BRIEF » Print word for word the part of the material that starts with the line containing "Find and box the dark brown horse." and ends with the line containing "[0,246,300,423]", including both of those lines.

(Entries from an annotation dataset)

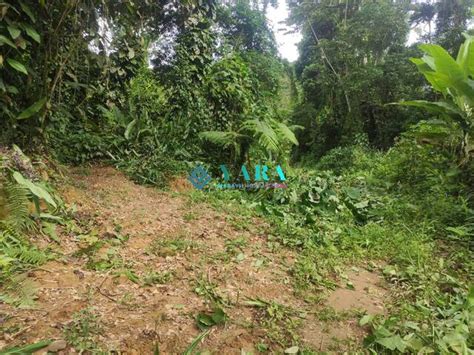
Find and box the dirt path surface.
[0,167,386,354]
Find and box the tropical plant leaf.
[124,118,137,140]
[16,97,47,120]
[19,1,36,23]
[0,35,16,49]
[13,171,57,208]
[23,25,41,43]
[0,340,53,355]
[7,58,28,75]
[7,26,21,39]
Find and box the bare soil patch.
[0,167,385,354]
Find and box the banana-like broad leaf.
[398,100,469,129]
[456,34,474,76]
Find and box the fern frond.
[199,131,245,147]
[242,119,280,152]
[0,182,34,230]
[0,275,37,308]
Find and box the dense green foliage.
[0,0,474,354]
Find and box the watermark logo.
[188,165,212,190]
[188,165,287,190]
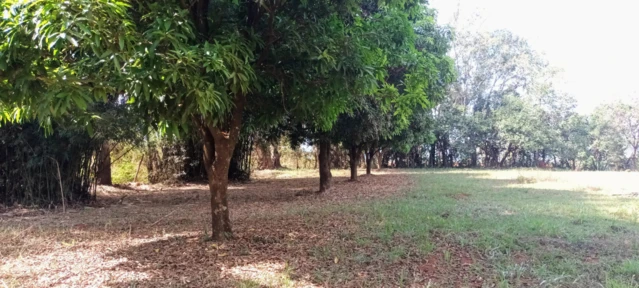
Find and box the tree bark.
[499,143,513,168]
[441,135,448,168]
[366,147,377,175]
[257,140,274,170]
[428,142,437,168]
[348,145,360,181]
[271,142,282,169]
[317,137,333,193]
[199,94,246,241]
[97,141,113,185]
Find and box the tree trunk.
[366,148,376,175]
[199,94,246,241]
[470,150,477,168]
[257,139,274,170]
[442,136,448,168]
[271,142,282,169]
[97,141,113,185]
[348,145,361,181]
[317,137,333,193]
[428,142,437,168]
[499,143,513,168]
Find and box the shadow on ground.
[0,170,637,287]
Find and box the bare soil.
[0,171,456,287]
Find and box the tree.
[0,0,444,239]
[438,31,546,166]
[333,98,392,181]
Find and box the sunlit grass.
[362,170,639,287]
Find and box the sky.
[429,0,639,113]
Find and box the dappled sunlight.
[0,170,412,287]
[220,262,321,288]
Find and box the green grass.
[361,170,639,287]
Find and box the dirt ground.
[0,171,436,287]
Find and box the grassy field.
[0,170,639,287]
[363,170,639,287]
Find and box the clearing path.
[0,170,639,287]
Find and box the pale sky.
[430,0,639,113]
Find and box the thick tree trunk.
[257,140,274,170]
[499,143,513,167]
[97,141,113,185]
[470,151,477,168]
[348,145,360,181]
[196,94,246,241]
[428,143,437,168]
[317,137,333,193]
[271,142,282,169]
[366,148,376,175]
[442,136,449,168]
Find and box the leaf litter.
[0,170,496,287]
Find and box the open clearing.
[0,170,639,287]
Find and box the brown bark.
[196,94,246,240]
[348,145,361,181]
[97,141,113,185]
[271,142,282,169]
[366,148,376,175]
[257,140,274,170]
[318,138,333,193]
[499,143,513,167]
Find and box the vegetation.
[0,0,639,287]
[0,169,639,287]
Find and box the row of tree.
[0,0,639,239]
[0,0,454,239]
[390,31,639,170]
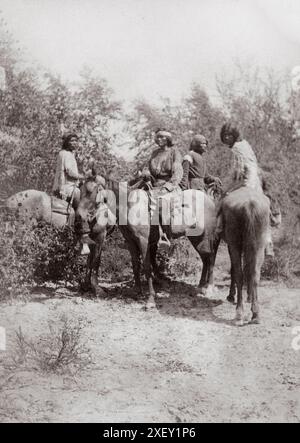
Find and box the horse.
[5,189,75,228]
[222,186,272,326]
[5,186,109,293]
[78,173,219,309]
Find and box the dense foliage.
[0,18,300,293]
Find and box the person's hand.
[162,183,174,192]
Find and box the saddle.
[51,196,75,226]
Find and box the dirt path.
[0,276,300,422]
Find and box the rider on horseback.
[217,123,274,257]
[53,133,95,254]
[180,134,222,191]
[149,129,183,248]
[53,134,83,210]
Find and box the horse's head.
[267,195,282,227]
[79,174,105,211]
[206,182,223,201]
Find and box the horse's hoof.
[249,317,260,325]
[196,286,207,296]
[205,286,215,298]
[93,288,107,298]
[145,301,156,311]
[79,282,92,292]
[227,295,235,304]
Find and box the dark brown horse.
[222,187,270,326]
[79,179,218,308]
[5,186,111,293]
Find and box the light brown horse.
[5,186,110,293]
[5,189,74,228]
[78,173,219,309]
[222,187,270,326]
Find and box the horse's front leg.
[141,241,156,310]
[198,253,209,295]
[86,229,106,296]
[229,246,244,326]
[227,265,236,303]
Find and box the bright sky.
[0,0,300,103]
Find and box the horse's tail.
[243,200,269,293]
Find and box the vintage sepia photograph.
[0,0,300,426]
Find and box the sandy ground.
[0,246,300,423]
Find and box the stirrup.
[80,243,91,255]
[157,234,171,251]
[265,243,275,257]
[80,234,96,245]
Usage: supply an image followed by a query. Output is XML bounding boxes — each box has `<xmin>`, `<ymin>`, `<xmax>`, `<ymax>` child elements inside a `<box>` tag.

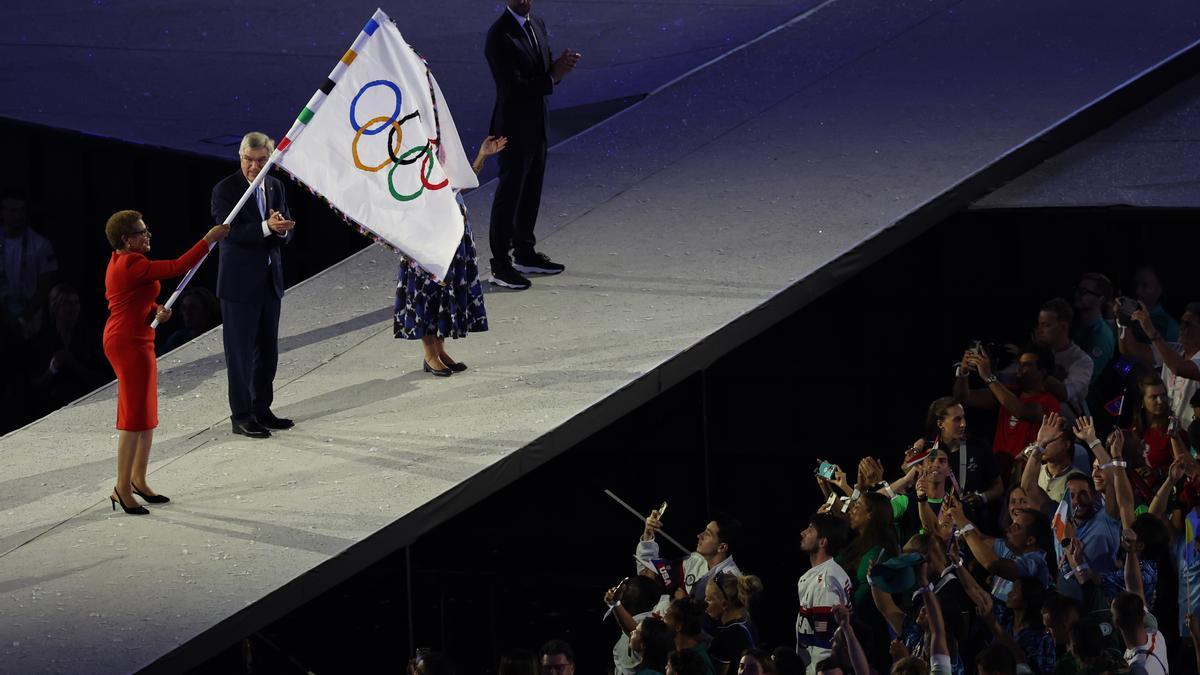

REPLY TO THE TASK »
Find and box the dark brown horse.
[222,187,270,326]
[79,179,218,308]
[5,186,111,293]
Find and box the light brown horse.
[5,186,110,293]
[5,189,74,228]
[78,173,219,309]
[222,187,270,326]
Find and box the horse's front leg.
[141,241,156,310]
[198,253,209,295]
[86,229,106,296]
[229,246,244,326]
[227,265,236,303]
Find and box the bright sky.
[0,0,300,103]
Find and box the horse's tail.
[243,200,269,293]
Find and box the vintage sepia photograph.
[0,0,300,426]
Find and box the sandy ground.
[0,246,300,423]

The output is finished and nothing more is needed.